» WORK TO BE COMPLETED: Below is a block of entries; repeat exactly the lines starting at the line that contains "[locate] water (one point per instance)" and ending at the line that contains "[locate] green foliage", both included.

» EXCERPTED RECORDS:
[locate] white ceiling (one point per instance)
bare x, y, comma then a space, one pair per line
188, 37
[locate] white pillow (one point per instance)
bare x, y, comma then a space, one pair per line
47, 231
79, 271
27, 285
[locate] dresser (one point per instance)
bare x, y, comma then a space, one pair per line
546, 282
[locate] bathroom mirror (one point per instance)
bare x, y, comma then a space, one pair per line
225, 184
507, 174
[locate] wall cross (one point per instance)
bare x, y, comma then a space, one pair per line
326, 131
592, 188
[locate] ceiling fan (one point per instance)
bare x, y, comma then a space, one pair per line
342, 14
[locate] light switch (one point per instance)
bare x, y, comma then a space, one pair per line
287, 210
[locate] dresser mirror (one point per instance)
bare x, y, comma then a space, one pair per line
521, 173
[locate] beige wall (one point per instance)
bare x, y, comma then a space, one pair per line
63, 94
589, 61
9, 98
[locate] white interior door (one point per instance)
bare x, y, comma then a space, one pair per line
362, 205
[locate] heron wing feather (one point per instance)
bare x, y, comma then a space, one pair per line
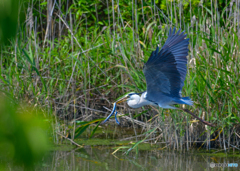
165, 71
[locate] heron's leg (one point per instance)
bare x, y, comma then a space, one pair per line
205, 122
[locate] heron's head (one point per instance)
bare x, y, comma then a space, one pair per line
131, 98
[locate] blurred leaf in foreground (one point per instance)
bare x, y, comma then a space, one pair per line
23, 139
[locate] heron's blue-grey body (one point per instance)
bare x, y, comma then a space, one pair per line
165, 72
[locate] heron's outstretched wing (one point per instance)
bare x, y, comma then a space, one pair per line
165, 71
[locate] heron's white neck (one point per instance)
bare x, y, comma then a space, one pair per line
135, 101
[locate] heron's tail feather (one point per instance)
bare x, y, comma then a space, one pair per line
184, 100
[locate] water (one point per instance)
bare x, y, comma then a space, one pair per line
100, 158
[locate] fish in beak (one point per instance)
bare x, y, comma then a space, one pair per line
121, 100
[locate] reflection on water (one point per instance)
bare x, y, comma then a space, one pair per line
100, 159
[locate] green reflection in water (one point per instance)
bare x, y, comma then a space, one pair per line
101, 158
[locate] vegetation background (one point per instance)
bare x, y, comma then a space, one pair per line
73, 58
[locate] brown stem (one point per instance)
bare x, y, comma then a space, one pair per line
205, 122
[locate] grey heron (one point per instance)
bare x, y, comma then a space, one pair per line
165, 72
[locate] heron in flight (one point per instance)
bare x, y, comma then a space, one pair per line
165, 72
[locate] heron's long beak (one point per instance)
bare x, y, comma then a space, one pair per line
121, 100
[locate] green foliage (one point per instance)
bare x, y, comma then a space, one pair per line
23, 137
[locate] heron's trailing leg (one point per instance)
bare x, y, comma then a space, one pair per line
205, 122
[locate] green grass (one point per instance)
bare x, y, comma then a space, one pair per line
72, 75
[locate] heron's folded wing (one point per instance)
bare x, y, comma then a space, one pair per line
165, 71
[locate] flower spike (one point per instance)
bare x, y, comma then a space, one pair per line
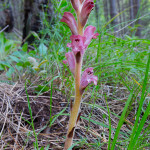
77, 5
69, 19
89, 34
85, 11
87, 77
70, 61
77, 44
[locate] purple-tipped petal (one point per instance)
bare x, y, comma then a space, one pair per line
69, 19
77, 44
89, 34
70, 61
77, 4
85, 11
87, 77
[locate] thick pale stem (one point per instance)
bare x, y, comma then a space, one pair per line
80, 27
75, 109
76, 106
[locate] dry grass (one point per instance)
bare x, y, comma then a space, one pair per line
16, 133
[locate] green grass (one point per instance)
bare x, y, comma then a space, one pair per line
118, 62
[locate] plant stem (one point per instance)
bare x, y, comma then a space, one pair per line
75, 110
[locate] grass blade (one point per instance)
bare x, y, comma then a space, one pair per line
134, 134
121, 121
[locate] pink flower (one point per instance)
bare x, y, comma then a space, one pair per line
77, 4
69, 19
85, 11
70, 61
77, 44
87, 77
89, 34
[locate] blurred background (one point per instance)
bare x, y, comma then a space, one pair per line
122, 17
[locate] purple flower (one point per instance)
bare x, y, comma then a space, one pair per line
87, 77
89, 34
70, 61
77, 4
77, 44
85, 11
69, 19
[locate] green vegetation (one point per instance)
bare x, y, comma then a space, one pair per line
117, 111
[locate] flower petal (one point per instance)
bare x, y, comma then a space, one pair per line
87, 77
69, 19
89, 34
85, 11
77, 44
77, 4
70, 61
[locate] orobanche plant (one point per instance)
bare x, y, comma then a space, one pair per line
80, 39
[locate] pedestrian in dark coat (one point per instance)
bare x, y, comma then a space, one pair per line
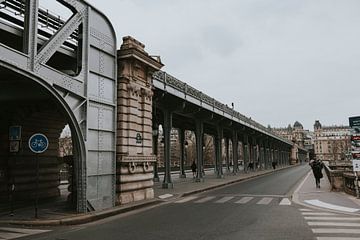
317, 167
193, 168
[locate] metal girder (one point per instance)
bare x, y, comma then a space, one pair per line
89, 98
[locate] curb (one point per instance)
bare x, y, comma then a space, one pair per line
83, 218
295, 198
94, 216
232, 182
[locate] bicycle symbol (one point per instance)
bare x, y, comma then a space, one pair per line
38, 143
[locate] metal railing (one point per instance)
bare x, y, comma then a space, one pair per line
48, 22
183, 87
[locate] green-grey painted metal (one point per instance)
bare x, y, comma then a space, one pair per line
89, 98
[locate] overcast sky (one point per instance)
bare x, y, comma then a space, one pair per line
278, 61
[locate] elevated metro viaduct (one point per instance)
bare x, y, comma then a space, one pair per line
56, 72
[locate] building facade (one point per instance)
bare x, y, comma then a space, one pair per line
331, 142
295, 134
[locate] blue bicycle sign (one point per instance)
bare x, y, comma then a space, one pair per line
38, 143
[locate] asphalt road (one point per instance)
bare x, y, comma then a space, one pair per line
247, 210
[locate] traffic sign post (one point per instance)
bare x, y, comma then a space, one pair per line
354, 123
38, 143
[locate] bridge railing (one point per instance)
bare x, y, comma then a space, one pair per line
169, 80
48, 22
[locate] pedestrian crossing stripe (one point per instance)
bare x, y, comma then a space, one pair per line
187, 199
326, 224
285, 201
203, 200
230, 199
334, 224
264, 201
333, 218
336, 230
224, 199
245, 200
12, 233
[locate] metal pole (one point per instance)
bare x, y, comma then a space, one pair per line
356, 184
37, 186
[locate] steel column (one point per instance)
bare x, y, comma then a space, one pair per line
218, 151
199, 132
235, 151
167, 183
155, 151
182, 152
227, 155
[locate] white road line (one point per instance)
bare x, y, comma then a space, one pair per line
319, 203
305, 210
10, 235
333, 224
318, 214
23, 230
205, 199
333, 218
187, 199
336, 230
165, 196
224, 199
285, 201
264, 201
337, 238
244, 200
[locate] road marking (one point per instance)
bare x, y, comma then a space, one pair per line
264, 201
23, 230
305, 210
318, 214
337, 238
319, 203
187, 199
245, 200
12, 233
165, 196
332, 224
334, 218
224, 199
205, 199
285, 201
336, 230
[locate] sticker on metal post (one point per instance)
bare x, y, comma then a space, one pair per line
15, 133
38, 143
356, 165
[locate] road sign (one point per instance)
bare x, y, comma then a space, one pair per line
15, 133
38, 143
356, 165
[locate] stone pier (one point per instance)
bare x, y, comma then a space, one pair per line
135, 158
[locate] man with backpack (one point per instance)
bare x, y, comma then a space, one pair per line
317, 167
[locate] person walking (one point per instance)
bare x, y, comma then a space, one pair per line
317, 167
193, 169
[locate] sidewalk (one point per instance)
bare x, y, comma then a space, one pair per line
322, 198
306, 194
50, 216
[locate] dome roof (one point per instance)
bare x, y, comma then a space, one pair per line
298, 125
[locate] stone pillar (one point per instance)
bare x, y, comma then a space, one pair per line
134, 151
199, 133
182, 152
167, 183
227, 155
155, 151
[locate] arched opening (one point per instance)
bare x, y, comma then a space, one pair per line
26, 108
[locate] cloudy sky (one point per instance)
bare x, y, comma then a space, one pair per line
278, 61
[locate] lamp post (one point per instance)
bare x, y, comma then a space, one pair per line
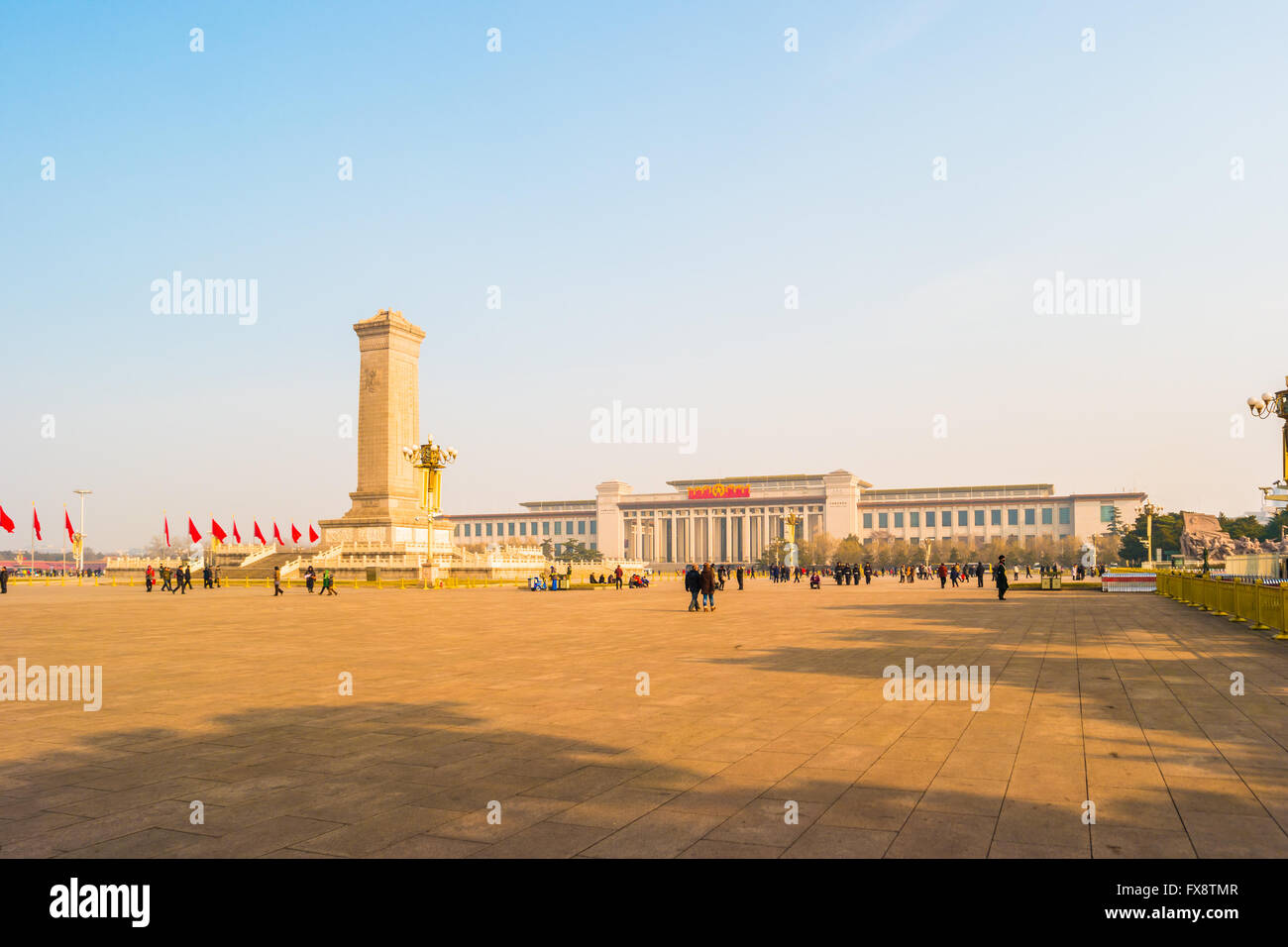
1149, 509
1274, 405
429, 460
80, 545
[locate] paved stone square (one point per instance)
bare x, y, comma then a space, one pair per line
472, 697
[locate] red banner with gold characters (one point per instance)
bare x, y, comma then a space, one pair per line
720, 491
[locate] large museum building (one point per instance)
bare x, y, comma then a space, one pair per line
734, 518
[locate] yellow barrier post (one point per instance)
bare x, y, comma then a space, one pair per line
1261, 595
1239, 603
1283, 612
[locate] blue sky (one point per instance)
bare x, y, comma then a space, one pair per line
516, 169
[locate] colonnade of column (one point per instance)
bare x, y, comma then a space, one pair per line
716, 535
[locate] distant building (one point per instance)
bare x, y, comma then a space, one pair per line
734, 518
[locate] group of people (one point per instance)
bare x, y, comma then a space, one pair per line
604, 579
310, 579
706, 581
172, 579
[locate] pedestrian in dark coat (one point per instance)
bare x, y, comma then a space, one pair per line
708, 587
1000, 579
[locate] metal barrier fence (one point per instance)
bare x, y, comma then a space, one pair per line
1263, 605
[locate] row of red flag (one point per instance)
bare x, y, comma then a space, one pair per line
7, 523
218, 532
215, 530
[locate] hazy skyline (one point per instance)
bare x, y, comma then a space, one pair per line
1155, 159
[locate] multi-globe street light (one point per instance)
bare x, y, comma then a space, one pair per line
1274, 405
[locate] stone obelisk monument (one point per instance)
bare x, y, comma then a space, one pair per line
385, 504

» PROBLEM SOLUTION:
[locate] water (one point per instance)
bare x, y, comma then a space, one pair per line
100, 158
[locate] fish in beak (one point per instance)
bare x, y, comma then a space, one pair per line
121, 100
[locate] reflection on water (one point per instance)
bare x, y, comma then a space, one pair per line
100, 159
[locate] green reflection in water (one point per instance)
bare x, y, comma then a space, one pair per line
101, 158
[locate] vegetation background (one point per instance)
bare x, y, comma then a space, one pair per line
73, 58
[locate] brown stem (one point per instance)
bare x, y, comma then a space, one pair per line
205, 122
[locate] grey heron (one point per instance)
bare x, y, comma then a space, one pair per line
165, 72
[locate] heron in flight (one point per instance)
bare x, y, comma then a space, one pair per line
165, 72
[locate] heron's long beak (one point per instance)
bare x, y, comma then a space, one pair per line
121, 100
[locate] green foliage (one point per instance)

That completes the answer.